Data Start Marker

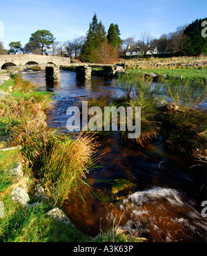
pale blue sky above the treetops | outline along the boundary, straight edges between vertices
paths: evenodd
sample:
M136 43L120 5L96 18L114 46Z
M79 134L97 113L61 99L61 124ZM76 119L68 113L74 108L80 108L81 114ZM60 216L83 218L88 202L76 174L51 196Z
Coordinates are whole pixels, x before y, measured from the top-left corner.
M111 23L119 25L121 39L144 32L158 38L207 16L206 0L6 0L0 8L6 48L14 41L26 44L41 29L59 42L86 35L95 12L106 32Z

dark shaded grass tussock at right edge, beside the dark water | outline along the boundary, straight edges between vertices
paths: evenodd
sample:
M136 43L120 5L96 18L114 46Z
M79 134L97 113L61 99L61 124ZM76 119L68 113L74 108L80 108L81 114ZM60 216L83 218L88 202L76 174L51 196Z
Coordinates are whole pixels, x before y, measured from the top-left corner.
M165 147L188 156L207 156L206 120L206 113L197 109L165 113L161 129Z

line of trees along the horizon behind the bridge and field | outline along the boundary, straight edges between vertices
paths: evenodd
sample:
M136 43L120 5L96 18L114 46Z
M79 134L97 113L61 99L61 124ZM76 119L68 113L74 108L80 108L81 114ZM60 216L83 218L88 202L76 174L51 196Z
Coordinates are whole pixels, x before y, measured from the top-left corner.
M92 17L86 37L75 37L66 42L56 41L49 30L37 30L30 36L29 42L22 46L21 42L10 42L7 51L0 42L0 54L33 53L40 55L59 55L62 57L75 57L82 62L111 63L126 51L132 53L136 49L146 55L153 53L155 47L158 53L172 55L199 56L207 53L206 34L204 30L205 19L196 19L191 24L179 26L173 33L164 34L159 39L143 33L138 41L135 37L121 39L119 26L110 24L108 33L97 15ZM206 31L206 30L205 30Z

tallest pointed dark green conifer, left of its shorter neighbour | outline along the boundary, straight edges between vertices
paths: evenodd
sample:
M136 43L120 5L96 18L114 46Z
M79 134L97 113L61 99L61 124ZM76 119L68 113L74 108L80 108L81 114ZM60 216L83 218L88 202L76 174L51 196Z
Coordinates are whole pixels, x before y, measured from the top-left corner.
M97 15L95 13L86 35L86 42L81 49L81 61L95 62L94 51L100 46L104 39L106 39L105 28L101 21L98 23Z

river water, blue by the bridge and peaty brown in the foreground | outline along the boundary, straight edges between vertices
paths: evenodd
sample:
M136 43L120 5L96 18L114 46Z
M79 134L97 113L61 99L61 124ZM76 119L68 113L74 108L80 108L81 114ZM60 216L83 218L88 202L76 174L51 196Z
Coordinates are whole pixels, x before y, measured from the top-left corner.
M114 79L92 77L77 82L75 73L61 71L57 86L46 86L44 72L23 73L39 91L57 93L50 127L66 130L66 109L87 95L122 95ZM97 235L119 226L148 241L207 241L206 167L195 166L183 156L167 152L161 138L139 147L119 134L98 136L99 166L87 176L92 196L83 188L85 203L78 197L66 201L65 210L82 232ZM191 167L191 168L190 168Z

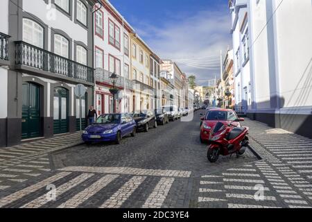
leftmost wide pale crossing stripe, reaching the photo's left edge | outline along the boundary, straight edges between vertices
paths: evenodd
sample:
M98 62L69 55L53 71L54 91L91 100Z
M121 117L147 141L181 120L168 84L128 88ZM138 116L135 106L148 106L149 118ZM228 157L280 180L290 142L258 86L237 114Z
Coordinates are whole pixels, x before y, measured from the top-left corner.
M65 176L68 176L69 174L71 173L70 172L58 173L54 176L51 176L50 178L46 178L45 180L37 182L35 185L31 185L29 187L16 191L13 194L5 196L0 199L0 207L3 207L4 205L8 205L9 203L12 203L15 200L18 200L19 198L23 198L24 196L31 194L37 191L38 189L41 189L42 187L45 187L46 185L49 185L52 182L55 182L56 180L60 180L61 178L64 178Z

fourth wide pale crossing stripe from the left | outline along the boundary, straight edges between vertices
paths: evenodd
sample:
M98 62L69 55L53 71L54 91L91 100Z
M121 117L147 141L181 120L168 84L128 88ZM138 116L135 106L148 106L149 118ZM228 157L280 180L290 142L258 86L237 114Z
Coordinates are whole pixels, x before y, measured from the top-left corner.
M125 200L127 200L133 192L146 179L146 176L134 176L126 182L116 193L101 205L100 208L119 208Z

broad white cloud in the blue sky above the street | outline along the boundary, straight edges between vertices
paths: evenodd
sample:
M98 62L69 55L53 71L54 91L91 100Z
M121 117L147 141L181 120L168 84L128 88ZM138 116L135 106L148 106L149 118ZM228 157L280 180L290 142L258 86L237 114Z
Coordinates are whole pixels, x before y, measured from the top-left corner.
M231 18L227 6L224 7L223 10L200 10L191 16L175 14L157 26L136 22L135 28L163 59L217 56L220 55L220 50L224 52L232 45L229 34ZM208 60L211 58L207 58ZM204 60L200 60L200 64L202 61ZM197 69L177 63L185 73L196 74L200 85L205 85L205 80L214 78L214 75L220 76L220 70Z

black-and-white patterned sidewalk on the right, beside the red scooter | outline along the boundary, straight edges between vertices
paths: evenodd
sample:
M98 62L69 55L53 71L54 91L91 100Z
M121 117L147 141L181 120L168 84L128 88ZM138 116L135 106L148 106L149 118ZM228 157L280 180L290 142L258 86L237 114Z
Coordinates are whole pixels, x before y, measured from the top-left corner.
M263 160L202 176L198 207L312 207L312 139L249 119L243 125Z

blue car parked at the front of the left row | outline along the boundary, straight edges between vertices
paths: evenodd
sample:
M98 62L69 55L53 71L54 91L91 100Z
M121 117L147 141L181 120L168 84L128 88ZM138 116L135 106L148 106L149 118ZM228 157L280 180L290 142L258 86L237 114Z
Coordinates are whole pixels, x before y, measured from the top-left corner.
M135 137L137 124L130 114L102 114L95 123L83 131L83 141L86 144L92 142L116 142L120 144L126 135Z

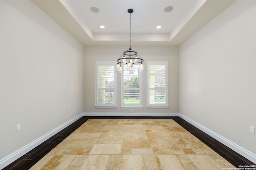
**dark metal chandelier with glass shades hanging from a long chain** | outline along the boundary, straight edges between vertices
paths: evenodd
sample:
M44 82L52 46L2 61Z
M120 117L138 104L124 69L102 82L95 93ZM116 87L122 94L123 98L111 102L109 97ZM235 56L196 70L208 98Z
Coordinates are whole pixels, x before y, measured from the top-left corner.
M133 9L129 9L128 12L130 13L130 48L117 59L116 64L116 72L123 72L122 66L124 64L127 64L127 71L129 71L130 74L133 74L133 64L140 64L140 73L144 72L144 66L143 66L143 59L138 55L136 51L134 51L131 48L131 14L133 12Z

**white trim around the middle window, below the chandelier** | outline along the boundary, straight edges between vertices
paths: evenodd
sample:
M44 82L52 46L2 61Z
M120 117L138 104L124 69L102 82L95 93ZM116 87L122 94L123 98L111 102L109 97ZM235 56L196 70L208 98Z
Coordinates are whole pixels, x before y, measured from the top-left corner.
M142 78L142 73L140 73L140 105L124 105L124 86L123 86L123 80L124 80L124 72L122 72L122 76L121 76L121 108L122 109L142 109L142 82L143 82L143 78Z

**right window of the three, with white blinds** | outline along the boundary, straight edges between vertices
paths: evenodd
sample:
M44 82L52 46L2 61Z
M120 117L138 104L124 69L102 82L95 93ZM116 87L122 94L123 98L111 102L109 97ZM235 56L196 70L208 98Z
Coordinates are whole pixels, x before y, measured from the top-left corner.
M147 69L147 107L168 108L168 61L148 61Z

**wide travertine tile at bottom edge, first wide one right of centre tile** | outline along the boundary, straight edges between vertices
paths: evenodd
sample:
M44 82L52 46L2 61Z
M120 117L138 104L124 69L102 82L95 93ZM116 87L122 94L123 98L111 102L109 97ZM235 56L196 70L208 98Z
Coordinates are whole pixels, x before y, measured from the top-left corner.
M173 154L157 154L156 162L159 170L185 170L178 158Z

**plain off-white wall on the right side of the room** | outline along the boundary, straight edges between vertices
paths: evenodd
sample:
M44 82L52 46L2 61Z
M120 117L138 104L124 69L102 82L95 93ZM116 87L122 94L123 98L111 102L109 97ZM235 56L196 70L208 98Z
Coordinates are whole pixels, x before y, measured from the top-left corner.
M179 47L180 113L254 154L255 5L234 2Z

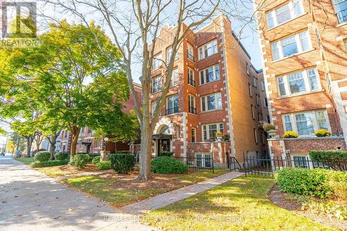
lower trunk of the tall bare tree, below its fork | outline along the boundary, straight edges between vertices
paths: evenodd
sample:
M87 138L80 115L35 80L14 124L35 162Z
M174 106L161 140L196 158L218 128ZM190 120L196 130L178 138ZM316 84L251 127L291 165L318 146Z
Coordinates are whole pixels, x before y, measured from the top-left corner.
M138 180L149 180L151 177L151 144L152 131L149 125L149 118L144 119L141 129L141 154L139 157Z

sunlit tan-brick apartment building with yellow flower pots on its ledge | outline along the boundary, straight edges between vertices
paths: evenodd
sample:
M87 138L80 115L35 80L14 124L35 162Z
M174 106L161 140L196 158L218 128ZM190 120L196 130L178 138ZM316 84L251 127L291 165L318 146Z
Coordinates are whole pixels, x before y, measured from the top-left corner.
M271 156L302 160L347 141L347 1L260 1L258 30L270 120ZM331 137L315 137L323 128ZM294 130L296 139L284 139Z

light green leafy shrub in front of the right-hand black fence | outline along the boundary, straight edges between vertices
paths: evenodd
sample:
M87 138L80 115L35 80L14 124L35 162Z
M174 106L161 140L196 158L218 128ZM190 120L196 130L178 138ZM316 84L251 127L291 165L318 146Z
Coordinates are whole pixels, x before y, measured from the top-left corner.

Data End Marker

▸ Task item:
From the data above, count the lines that contain "dark" and write only that count.

▸ Response for this exercise:
3